## OBJECTIVE
Update the rows below, from the line containing "Tell me — is the dirt" down to the line containing "[[0, 0, 78, 205], [79, 0, 400, 207]]", changing "dirt ground" to "gravel ground" and leaving everything else as is. Return only those lines.

============

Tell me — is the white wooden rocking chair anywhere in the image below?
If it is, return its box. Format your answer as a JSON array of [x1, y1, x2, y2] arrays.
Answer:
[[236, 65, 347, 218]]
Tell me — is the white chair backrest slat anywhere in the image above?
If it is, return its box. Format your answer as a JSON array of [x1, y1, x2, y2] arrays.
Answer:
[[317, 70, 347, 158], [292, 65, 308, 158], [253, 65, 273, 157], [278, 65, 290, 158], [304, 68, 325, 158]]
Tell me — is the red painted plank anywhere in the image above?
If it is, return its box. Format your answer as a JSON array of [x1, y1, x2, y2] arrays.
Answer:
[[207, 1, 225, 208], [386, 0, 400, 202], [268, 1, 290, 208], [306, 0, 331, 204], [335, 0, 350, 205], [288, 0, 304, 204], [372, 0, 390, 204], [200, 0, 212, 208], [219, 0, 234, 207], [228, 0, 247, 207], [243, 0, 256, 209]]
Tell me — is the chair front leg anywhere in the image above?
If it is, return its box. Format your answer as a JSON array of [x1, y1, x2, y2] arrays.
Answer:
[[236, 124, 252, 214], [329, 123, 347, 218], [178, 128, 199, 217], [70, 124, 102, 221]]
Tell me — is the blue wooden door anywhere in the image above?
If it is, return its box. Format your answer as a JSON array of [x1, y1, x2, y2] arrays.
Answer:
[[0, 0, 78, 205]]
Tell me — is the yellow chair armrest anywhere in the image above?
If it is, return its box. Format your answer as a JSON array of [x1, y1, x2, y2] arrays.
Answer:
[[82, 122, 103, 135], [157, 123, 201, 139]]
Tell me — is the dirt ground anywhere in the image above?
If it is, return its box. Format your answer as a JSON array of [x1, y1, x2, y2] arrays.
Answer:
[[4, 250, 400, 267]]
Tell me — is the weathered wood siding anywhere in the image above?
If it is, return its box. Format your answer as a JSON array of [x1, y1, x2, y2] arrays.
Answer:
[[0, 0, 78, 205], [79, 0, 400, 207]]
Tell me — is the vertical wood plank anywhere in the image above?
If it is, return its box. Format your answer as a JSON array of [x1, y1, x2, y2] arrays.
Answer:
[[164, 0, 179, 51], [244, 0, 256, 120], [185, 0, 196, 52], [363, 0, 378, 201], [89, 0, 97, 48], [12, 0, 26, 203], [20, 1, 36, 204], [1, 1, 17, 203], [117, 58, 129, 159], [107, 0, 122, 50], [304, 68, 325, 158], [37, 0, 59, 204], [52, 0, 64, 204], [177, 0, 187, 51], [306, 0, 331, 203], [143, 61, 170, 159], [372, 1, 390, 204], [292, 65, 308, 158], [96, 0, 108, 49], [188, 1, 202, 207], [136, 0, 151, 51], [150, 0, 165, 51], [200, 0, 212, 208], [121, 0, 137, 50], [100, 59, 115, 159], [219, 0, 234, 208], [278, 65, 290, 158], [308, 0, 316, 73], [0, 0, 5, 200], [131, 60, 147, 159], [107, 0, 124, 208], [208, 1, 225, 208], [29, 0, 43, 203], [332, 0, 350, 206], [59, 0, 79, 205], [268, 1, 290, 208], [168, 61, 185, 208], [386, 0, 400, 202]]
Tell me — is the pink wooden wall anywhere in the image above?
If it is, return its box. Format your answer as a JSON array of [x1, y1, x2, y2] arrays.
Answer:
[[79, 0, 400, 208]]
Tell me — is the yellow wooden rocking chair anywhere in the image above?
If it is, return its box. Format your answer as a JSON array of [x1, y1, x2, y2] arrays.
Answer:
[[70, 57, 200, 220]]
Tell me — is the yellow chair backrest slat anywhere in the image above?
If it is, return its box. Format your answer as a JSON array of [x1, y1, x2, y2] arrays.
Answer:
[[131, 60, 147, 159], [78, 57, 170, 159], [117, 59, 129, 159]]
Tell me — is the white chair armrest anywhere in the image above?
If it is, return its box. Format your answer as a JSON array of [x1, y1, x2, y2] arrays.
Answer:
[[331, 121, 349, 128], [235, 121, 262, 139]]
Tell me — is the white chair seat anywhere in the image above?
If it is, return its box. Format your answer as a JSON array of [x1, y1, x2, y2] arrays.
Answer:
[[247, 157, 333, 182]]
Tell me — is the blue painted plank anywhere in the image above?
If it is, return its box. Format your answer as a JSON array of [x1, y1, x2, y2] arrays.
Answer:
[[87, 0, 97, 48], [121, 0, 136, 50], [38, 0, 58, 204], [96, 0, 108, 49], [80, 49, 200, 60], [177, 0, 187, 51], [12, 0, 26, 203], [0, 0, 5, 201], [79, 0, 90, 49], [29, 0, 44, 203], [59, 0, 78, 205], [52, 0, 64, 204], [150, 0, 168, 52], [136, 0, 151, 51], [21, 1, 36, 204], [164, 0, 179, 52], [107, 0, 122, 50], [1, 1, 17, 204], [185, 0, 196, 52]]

============

## SOLUTION BELOW
Tell me — is the gravel ground anywhere in the image above?
If it is, return its box. Format your answer as a JSON array of [x1, y1, x2, y2] arrays.
Answer:
[[4, 250, 400, 267]]
Tell me — is the weathered wood siding anywhere in the image above?
If it is, return its box. Format your answer as a JSON array of [x1, y1, x2, y2] arrays.
Answer:
[[0, 0, 78, 205], [79, 0, 400, 207]]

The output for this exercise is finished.